───── Reading passage

Thursday, September 9, 2010

A Freak Show?

As a graduate student I had the good fortune to study with Terry Penner. He supervised my Ph.D. dissertation.
Once upon a time I read a paper on Plato's "Cratylus" and one member of the audience complained that what I had done was not ancient philosophy at all, mainly because (as I gathered) because I had devoted too little time to analyzing Plato's Greek. And, that is an important aspect of the study of Plato, to be sure.
I had, in fact, raised a philosophical objection to one interpretation of that text.
My objection was roughly that: according to the then reigning view about the theory of reference, the theory being put forward by Plato (on this interpretation) was patently false.
My opponents found descriptivism there. I didn't see how there could be descriptivism there since Plato seemed to say that the original name-givers were Heracliteans, a view Plato himself rejected.... (Later at another meeting one proposer of this interpretation defended it by pointing out an older and more distinguished interpreter had proposed it. I should have laughed..) The descriptions backing referring terms belonged to a false theory.....So why should Plato himself think that terms manage to make contact with reality via theories? Something like that was (as I dimly recall) my thought......

Well, maybe Plato held a false theory. Fine, but if so, who cares? What's the point of studying it? Why bother working out the details of a bad theory? Unless of course you are going to find out that Plato was defending a theory people reject today for bad reasons? What's wrong with using a modern theory in an ancient context? Why can't it be like rubbing two stones together to make a spark?

──────────
───── Material shown

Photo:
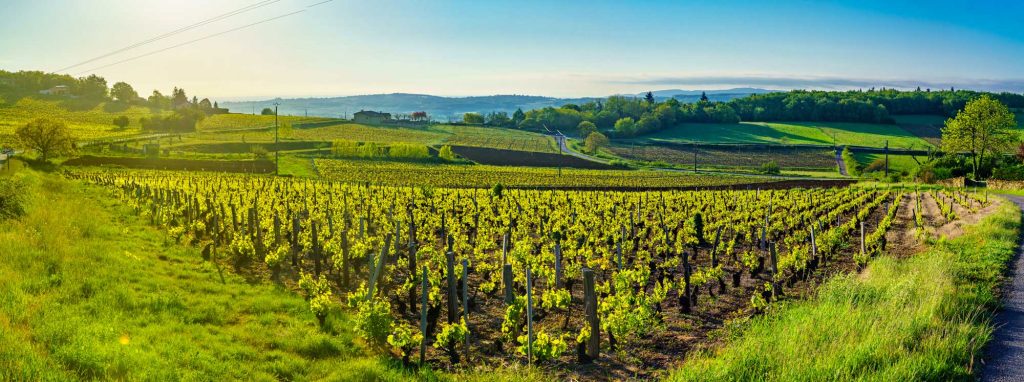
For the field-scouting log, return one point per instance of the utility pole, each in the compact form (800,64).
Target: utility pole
(276,149)
(887,158)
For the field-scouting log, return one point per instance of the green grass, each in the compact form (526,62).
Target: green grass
(925,317)
(742,133)
(792,133)
(89,292)
(921,119)
(896,163)
(91,123)
(296,166)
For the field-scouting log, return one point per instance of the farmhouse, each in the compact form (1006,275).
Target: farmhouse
(56,90)
(371,117)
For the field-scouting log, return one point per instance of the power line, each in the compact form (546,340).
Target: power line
(193,41)
(175,32)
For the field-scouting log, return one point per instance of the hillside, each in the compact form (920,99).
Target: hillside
(441,107)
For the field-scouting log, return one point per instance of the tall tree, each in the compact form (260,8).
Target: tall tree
(984,126)
(123,92)
(46,136)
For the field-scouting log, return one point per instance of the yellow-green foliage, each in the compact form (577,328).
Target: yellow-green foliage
(350,149)
(925,317)
(409,151)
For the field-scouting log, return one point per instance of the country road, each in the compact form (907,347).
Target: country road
(841,164)
(565,150)
(1005,355)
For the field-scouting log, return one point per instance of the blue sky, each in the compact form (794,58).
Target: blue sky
(560,48)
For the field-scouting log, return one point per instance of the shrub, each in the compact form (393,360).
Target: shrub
(409,151)
(259,152)
(1009,173)
(771,168)
(852,166)
(595,141)
(446,154)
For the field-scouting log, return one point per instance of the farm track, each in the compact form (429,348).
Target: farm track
(1006,351)
(565,149)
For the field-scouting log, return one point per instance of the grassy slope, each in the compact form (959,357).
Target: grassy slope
(88,291)
(921,319)
(94,122)
(896,163)
(792,133)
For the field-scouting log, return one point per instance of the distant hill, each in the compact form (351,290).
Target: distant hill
(440,108)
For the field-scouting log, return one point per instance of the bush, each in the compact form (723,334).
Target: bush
(446,154)
(617,163)
(771,168)
(595,141)
(11,198)
(409,151)
(852,166)
(1009,173)
(931,173)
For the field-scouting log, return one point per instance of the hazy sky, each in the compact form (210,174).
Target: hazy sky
(560,48)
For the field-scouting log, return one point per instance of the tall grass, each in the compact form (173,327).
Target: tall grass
(925,317)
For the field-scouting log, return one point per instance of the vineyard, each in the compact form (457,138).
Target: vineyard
(451,175)
(626,281)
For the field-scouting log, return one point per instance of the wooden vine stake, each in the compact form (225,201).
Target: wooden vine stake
(379,267)
(863,250)
(507,272)
(529,320)
(450,257)
(423,315)
(590,308)
(814,249)
(465,302)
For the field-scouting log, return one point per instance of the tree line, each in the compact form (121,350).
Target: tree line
(186,112)
(625,116)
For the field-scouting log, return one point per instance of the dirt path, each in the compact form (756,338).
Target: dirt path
(1006,351)
(901,237)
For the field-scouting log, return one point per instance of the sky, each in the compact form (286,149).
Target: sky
(557,48)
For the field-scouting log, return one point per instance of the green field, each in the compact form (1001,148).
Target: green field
(791,133)
(896,163)
(925,317)
(92,123)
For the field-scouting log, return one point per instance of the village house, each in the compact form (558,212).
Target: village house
(56,90)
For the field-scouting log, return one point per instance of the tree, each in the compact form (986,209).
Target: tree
(498,119)
(984,126)
(47,136)
(446,154)
(159,100)
(121,122)
(595,141)
(472,119)
(123,92)
(585,128)
(518,116)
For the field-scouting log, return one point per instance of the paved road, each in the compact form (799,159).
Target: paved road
(1005,355)
(565,150)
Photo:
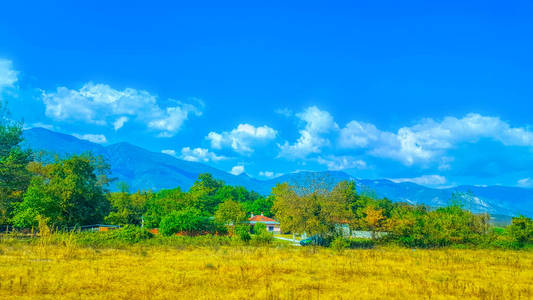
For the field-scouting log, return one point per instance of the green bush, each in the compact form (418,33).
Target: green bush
(188,220)
(243,232)
(339,243)
(131,234)
(361,244)
(259,228)
(263,238)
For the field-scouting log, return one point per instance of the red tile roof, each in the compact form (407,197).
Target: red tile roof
(261,219)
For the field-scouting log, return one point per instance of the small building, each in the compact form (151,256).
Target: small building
(271,224)
(98,227)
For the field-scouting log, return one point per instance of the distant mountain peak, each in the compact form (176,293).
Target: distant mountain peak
(142,169)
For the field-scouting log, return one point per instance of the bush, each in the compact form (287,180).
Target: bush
(131,234)
(122,237)
(188,220)
(259,228)
(244,233)
(262,239)
(340,243)
(361,244)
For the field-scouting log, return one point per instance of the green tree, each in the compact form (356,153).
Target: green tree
(315,208)
(162,203)
(521,230)
(126,208)
(14,177)
(229,213)
(260,205)
(202,195)
(189,220)
(68,193)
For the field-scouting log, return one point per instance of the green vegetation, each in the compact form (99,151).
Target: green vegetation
(72,192)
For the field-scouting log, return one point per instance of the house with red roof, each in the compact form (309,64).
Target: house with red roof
(271,224)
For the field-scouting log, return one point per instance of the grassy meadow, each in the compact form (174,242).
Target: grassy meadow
(63,270)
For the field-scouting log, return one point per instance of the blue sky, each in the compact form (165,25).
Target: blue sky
(434,93)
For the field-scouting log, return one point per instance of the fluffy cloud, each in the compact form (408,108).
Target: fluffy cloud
(317,124)
(336,163)
(95,138)
(199,155)
(431,180)
(242,138)
(100,104)
(269,174)
(430,139)
(526,182)
(237,170)
(8,76)
(120,122)
(169,152)
(284,112)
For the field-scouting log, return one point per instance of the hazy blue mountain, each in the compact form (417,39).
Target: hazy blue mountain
(143,170)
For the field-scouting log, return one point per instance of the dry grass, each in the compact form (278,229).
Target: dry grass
(66,271)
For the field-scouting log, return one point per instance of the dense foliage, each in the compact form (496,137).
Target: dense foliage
(73,191)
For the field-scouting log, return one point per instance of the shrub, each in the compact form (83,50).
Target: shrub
(131,234)
(340,243)
(243,232)
(259,228)
(361,244)
(521,230)
(188,220)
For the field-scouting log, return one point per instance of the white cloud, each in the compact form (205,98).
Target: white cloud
(429,139)
(95,138)
(169,152)
(39,125)
(120,122)
(100,104)
(237,170)
(431,180)
(336,163)
(317,123)
(526,182)
(199,155)
(269,174)
(171,122)
(284,112)
(8,76)
(242,138)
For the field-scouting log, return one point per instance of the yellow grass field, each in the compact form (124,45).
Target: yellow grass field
(68,272)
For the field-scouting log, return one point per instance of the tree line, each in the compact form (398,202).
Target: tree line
(74,191)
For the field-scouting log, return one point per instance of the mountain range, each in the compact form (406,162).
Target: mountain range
(142,169)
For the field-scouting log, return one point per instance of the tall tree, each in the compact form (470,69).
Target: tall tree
(69,194)
(14,177)
(315,208)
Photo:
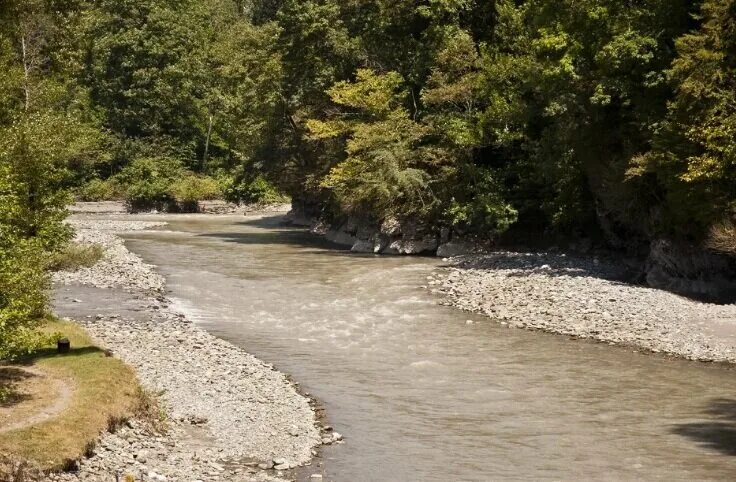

──────────

* Work request 1
In the blog post about studying Plato, replace "audience" with "crowd" and write out the passage from "Once upon a" up to and including "was patently false.".
* Work request 2
According to the blog post about studying Plato, who supervised the writer's Ph.D. dissertation?

* Your response 1
Once upon a time I read a paper on Plato's "Cratylus" and one member of the crowd complained that what I had done was not ancient philosophy at all, mainly because (as I gathered) because I had devoted too little time to analyzing Plato's Greek. And, that is an important aspect of the study of Plato, to be sure.
I had, in fact, raised a philosophical objection to one interpretation of that text.
My objection was roughly that: according to the then reigning view about the theory of reference, the theory being put forward by Plato (on this interpretation) was patently false.

* Your response 2
Terry Penner